(PROBLEM REQUIREMENTS)
Would you transcribe all of the data exactly, down to the last character?

___ DATA ___

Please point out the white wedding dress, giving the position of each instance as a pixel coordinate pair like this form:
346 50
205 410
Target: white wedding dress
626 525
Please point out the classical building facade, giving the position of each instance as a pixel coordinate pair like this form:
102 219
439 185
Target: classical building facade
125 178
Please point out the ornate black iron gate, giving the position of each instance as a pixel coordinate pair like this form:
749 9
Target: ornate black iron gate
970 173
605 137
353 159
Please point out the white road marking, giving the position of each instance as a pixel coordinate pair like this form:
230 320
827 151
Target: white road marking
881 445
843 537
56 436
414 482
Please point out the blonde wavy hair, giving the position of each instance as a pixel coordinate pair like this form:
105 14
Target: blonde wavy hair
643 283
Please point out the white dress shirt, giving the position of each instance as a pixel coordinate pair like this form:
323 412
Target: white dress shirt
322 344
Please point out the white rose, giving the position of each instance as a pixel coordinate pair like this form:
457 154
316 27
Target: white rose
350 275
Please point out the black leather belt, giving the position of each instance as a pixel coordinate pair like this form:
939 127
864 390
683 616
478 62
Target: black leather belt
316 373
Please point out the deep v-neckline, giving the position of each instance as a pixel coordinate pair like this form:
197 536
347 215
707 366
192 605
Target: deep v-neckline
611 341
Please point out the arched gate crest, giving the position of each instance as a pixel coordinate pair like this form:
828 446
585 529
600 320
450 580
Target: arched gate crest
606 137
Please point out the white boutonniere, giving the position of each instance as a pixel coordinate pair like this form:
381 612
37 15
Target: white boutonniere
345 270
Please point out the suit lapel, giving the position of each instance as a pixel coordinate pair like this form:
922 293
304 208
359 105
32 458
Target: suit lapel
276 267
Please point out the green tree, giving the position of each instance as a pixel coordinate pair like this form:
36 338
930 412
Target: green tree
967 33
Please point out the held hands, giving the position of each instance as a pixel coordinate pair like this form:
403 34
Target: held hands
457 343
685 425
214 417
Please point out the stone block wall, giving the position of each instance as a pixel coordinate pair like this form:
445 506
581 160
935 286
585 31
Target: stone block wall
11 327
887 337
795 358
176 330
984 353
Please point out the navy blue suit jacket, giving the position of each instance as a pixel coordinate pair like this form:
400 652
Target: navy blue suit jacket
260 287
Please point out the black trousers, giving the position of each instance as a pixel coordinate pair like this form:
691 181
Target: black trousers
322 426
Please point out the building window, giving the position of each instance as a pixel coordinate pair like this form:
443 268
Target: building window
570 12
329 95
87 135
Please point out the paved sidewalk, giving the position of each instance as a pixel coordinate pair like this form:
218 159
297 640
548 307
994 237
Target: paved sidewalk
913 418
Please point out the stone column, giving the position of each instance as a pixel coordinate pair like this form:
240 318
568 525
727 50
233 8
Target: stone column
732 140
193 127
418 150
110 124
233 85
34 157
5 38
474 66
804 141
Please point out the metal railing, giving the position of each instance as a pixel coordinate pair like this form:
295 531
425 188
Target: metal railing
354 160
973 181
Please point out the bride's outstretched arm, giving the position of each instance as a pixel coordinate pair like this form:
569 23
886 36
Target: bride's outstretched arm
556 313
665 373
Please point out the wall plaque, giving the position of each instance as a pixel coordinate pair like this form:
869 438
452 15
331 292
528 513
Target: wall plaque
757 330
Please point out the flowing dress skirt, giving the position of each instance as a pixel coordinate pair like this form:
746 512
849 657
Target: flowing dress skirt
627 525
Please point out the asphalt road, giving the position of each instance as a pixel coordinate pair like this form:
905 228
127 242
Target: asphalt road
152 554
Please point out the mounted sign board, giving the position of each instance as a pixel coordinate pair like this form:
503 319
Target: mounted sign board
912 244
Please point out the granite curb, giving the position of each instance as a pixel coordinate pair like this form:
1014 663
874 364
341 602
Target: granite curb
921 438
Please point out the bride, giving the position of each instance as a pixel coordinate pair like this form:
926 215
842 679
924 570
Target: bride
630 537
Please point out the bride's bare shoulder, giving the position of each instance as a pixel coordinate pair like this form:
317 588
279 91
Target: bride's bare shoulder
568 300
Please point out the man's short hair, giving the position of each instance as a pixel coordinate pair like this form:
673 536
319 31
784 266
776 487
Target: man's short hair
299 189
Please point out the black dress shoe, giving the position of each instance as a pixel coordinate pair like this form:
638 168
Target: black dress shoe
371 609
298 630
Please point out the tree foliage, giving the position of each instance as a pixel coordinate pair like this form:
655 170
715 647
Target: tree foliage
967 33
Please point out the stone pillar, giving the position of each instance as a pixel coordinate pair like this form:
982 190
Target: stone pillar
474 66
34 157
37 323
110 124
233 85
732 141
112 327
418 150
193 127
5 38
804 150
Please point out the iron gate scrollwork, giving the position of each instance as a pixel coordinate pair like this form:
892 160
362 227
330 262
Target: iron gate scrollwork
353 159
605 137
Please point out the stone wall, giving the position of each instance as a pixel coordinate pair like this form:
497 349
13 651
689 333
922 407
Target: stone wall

___

(RESPONSE TO THIS EXERCISE)
Please point out the white wedding dress, giving the position of each instance as a pixel coordinate pair like this form:
346 50
205 410
Target: white wedding dress
626 525
Please point out the classical building facade, giving the position of each instance as a pixel coordinate pair like this form:
102 219
439 185
Target: classical building facade
125 178
Please point out the ornate black iron gate, giving the position of each instance as a pixel coordinate pair like this form:
749 9
Target: ornate black iron gate
970 173
605 137
353 159
Please point out the white road marking, giving the position of each instance as a pixel coordinate pair like this form:
230 320
827 151
Target: white road marking
881 445
843 537
56 436
414 482
Please point out the blonde wavy hair, giving the position of each instance as a pixel coordinate pair like this form:
105 14
Target: blonde wavy hair
643 283
Please point out the white dress shirt, giving the position of each instance as a pixel coordinate pair like this form:
323 412
Target: white dress shirt
322 344
Please point out the white rose, giving the position of each instance as a pixel coordinate pair like this form:
457 154
316 27
Target: white rose
350 275
Please point out the black leather belt, giving the position of each instance as a pixel coordinate pair like this form:
939 127
864 390
683 616
478 62
Target: black leather belt
316 373
Please point out the deep v-neckline, giving the position of each instance as a pixel coordinate pair like this form:
197 536
347 215
707 366
192 605
Target: deep v-neckline
611 341
Please point out the arched gate crest, giving the position of each instance as a pixel coordinate pair like this form:
828 446
585 529
600 320
450 580
Target: arched gate crest
606 137
Please point out the white boutonniere, giving the position of each instance as a pixel coordinate pair like this form:
381 612
37 15
Target: white boutonniere
345 270
Please point out the suit lapel, giving the position of each instance as a pixel coordinate pair like this form:
922 293
304 208
359 105
32 458
Target: suit lapel
276 267
Please point out the green tree, giving the position of each instance as a pixel coordinate pair like this form:
36 338
930 412
Target: green tree
967 33
Please point out the held hands, giving the position of each instance as a pixel coordinate pair like this form:
403 34
Target: held hands
457 343
685 425
214 417
Please point out the stone block wall, giving the position of each instance as a pixel coordinate pair like this form:
445 506
581 160
935 286
585 31
Target: stone block wall
11 327
887 337
795 358
176 330
984 353
Please point out the navy blue suit jacket, giving the position of each instance as a pixel coordinate pair like this form:
400 652
Target: navy blue suit jacket
260 287
Please point out the black trousers, giving the position of each instance as a pixel coordinate pair like this form:
691 181
Target: black trousers
322 426
Please point out the building window, giving the position of each instance as a pixel coordinate pair like this form:
443 268
Target: building window
570 12
329 95
87 135
Please point out the paved sidewalk, giving the position of each instance as a pixel coordinate pair like this form:
218 159
297 640
548 307
994 237
Target: paved sidewalk
913 418
Please point out the stone column, giving the position of each instance as a pixel coordinate pair like this form:
240 318
568 525
727 50
233 8
Target: stone column
732 140
193 127
418 150
110 124
233 85
34 157
5 38
474 66
804 141
Please point out the metal railing, giving the position of each instance as a pixel coordinate pair like this form:
295 531
425 188
Target: metal railing
354 160
973 181
Please point out the bride's outstretched arm, giving the position of each instance as a pixel coordinate pair like this form:
569 23
886 36
Target: bride's outstretched arm
556 313
665 373
Please point out the wall plaque, giving the position of each instance as a pixel coordinate pair like this form:
869 438
452 15
331 292
528 513
Target: wall plaque
757 330
Please point out the flowing dress skirt, giving the position of each instance as a pixel coordinate pair like this form:
746 512
849 657
Target: flowing dress skirt
627 525
Please point out the asphalt road, giving the position of each instance as a pixel coordinate pair like this form:
905 228
127 242
Target: asphalt road
152 554
Please point out the mounted sign board, giving the position of each instance as a pixel coordinate pair like this form:
503 319
Target: mounted sign board
912 244
Please point out the granite curb, giving the position of each instance as a pixel coordinate pair like this form:
1014 663
874 364
341 602
Target: granite curb
921 438
Please point out the bride, giving the position of each instance as a pixel coordinate pair like this form:
926 215
842 679
924 570
Target: bride
630 537
Please point out the bride's bare shoulder, giving the position of each instance as a pixel coordinate pair like this form:
317 588
279 91
Target: bride's bare shoulder
568 300
Please point out the man's short hair, giving the position of each instance as a pixel coordinate pair like this form:
673 536
319 31
784 266
776 487
Target: man's short hair
299 189
Please point out the black dress shoe, giving the position of each instance as a pixel coordinate pair like this form:
638 168
Target: black dress shoe
371 609
298 630
Please point out the tree foliage, giving the position of each instance as a pixel coordinate pair like this form:
655 170
715 647
Target: tree foliage
967 33
Please point out the stone pillar, giving the position of each instance as a pixel coordinate pair like this form:
982 190
Target: stone pillar
474 66
34 157
37 323
110 124
233 85
732 141
112 327
418 150
193 127
5 38
804 150
Please point out the iron gate scrollwork, giving the position of each instance as a pixel coordinate pair like this form:
892 160
362 227
330 262
Target: iron gate scrollwork
353 159
605 137
Please point out the stone wall, giving the position of each instance as a pixel coordinate pair like this form:
497 349
13 651
689 333
922 407
Target: stone wall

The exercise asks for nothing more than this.